## Source extract
__________

Trauma relevant in divorce
Court separates marital misconduct from its debilitating fallout
Jun. 21, 2006. 07:33 PM
CANADIAN PRESS

OTTAWA — The “pure H-E double L” of D-I-V-O-R-C-E, as Tammy Wynette once sang, has its price after all.
The Supreme Court of Canada ruled Wednesday that the emotional devastation wrought by a cheatin’ heart can be factored into a wronged spouse’s ability to earn a livelihood, and thus her (or his) need for ongoing spousal support.

As a result, Gary Leskun must continue paying his ex-wife Sherry — a woman who lower courts found was “bitter to the point of obsession” — some $2,250 a month, almost eight years after he dumped her for another woman.

Yet the same 20-page Supreme Court ruling upholds the no-fault provisions in the 1985 Divorce Act and urges self-sufficiency, a delicate balancing act that attempts to separate marital misconduct, in and of itself, from its debilitating fall-out.

It is that emotional trauma — whatever its source — that may be considered by trial judges as one of many factors in a person’s financial outlook, wrote Justice Ian Binnie.

“If, for example, spousal abuse triggered a depression so serious as to make a claimant spouse unemployable, the consequences of the misconduct would be highly relevant,” — just as they are in the Leskun case, noted Binnie — “in determining the right to support, its duration and its amount.”

In Sherry Leskun’s case, the late 1990s had all the personal trials of a Tammy Wynette ballad.

She suffered a chronic back injury in 1995, her bank job was declared redundant in 1998, and her father, brother and sister-in-law all died in 1999. She was denied a longterm disability claim, had a sister diagnosed with cancer, and her eldest child from a previous relationship was suffering from multiple sclerosis.

In the middle of this, her husband of 20 years — some seven years her junior — returned to Vancouver from his new job posting in Chicago to say he’d met another woman, planned to marry her and wanted a divorce.

Sherry, who had dipped into her RRSPs and pension contributions to support her husband while he acquired his MBA and became a Certified General Accountant, was awarded half the family assets and monthly spousal support of $2,250.

__________

## Given entries
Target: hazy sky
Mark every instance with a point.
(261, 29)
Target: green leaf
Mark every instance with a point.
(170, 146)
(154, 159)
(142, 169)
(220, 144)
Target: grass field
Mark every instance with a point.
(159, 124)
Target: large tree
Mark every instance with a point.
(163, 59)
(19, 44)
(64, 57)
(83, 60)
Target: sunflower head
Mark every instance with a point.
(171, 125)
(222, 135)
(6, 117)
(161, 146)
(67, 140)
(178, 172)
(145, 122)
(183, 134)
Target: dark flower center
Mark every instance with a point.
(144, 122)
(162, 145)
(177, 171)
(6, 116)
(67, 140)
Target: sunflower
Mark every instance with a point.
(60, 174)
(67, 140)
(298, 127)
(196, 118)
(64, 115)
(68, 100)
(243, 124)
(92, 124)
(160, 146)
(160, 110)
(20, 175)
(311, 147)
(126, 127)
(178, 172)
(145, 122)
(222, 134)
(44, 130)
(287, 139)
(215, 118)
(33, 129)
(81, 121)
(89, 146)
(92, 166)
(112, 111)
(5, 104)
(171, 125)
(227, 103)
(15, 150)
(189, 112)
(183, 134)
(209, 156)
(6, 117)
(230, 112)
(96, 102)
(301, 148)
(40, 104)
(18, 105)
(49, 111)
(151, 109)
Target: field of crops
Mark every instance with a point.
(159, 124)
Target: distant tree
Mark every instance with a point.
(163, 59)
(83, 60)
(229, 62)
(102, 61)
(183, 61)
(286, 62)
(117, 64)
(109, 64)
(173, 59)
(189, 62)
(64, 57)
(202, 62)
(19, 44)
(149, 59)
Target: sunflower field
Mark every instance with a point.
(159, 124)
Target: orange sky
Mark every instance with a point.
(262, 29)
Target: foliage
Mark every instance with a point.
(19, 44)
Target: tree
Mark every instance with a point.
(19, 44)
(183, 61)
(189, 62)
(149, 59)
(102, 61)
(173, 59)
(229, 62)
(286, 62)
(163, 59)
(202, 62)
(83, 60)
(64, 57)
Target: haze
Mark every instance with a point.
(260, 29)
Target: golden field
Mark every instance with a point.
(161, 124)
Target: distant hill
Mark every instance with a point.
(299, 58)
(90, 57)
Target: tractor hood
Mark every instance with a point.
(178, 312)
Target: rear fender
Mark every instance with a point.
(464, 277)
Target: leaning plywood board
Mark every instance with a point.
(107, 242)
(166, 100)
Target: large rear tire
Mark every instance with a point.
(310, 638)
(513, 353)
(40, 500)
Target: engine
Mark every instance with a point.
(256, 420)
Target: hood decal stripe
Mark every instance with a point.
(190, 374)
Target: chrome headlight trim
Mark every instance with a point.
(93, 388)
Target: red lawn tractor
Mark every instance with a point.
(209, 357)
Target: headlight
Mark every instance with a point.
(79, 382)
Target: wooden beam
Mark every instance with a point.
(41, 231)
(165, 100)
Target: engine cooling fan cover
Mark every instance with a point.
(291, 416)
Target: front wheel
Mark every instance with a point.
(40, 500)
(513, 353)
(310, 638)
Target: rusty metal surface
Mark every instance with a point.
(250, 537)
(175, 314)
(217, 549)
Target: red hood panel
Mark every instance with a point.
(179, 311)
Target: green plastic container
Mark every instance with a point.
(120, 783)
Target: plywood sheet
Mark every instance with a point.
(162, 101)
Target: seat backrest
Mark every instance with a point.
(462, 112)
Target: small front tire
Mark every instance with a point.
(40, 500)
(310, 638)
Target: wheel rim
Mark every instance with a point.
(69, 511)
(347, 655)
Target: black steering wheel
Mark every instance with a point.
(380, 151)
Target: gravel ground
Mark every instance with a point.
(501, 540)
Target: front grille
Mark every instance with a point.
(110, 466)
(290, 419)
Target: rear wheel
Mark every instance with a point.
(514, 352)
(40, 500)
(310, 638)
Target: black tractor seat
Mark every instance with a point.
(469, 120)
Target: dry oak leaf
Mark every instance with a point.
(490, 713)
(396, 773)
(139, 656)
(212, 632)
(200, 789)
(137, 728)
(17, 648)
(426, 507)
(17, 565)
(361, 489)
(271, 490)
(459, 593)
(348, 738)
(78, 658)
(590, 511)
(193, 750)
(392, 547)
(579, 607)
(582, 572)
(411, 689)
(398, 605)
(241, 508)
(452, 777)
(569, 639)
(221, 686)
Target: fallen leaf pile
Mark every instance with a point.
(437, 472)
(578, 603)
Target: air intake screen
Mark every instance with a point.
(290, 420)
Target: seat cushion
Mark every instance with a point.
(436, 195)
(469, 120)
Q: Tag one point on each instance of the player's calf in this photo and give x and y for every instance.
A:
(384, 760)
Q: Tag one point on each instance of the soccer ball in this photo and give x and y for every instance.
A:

__________

## Directions for this task
In the article on divorce and emotional trauma, revise the passage between "Trauma relevant in" and "for another woman.", inclusive, so that "ex-wife" becomes "former wife".

## Task answer
Trauma relevant in divorce
Court separates marital misconduct from its debilitating fallout
Jun. 21, 2006. 07:33 PM
CANADIAN PRESS

OTTAWA — The “pure H-E double L” of D-I-V-O-R-C-E, as Tammy Wynette once sang, has its price after all.
The Supreme Court of Canada ruled Wednesday that the emotional devastation wrought by a cheatin’ heart can be factored into a wronged spouse’s ability to earn a livelihood, and thus her (or his) need for ongoing spousal support.

As a result, Gary Leskun must continue paying his former wife Sherry — a woman who lower courts found was “bitter to the point of obsession” — some $2,250 a month, almost eight years after he dumped her for another woman.